What to work on
Copy the material below line for line, changing nothing.

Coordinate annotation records
begin

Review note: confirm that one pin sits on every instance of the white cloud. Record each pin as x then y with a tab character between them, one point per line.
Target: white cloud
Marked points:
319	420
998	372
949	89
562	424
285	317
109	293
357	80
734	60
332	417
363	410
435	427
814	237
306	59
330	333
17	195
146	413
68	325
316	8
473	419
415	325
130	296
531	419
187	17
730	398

end

Output for this exercise
Review note: confirm that one pin sits on every instance of the white cloud. Record each pin as x then y with a tab character between them, one point per line.
Target: white cloud
Marked points:
319	420
998	372
949	89
562	424
285	317
109	293
357	80
734	60
332	417
363	410
435	427
814	237
306	59
330	333
17	195
146	413
68	325
316	8
473	419
415	325
130	296
531	419
187	17
730	398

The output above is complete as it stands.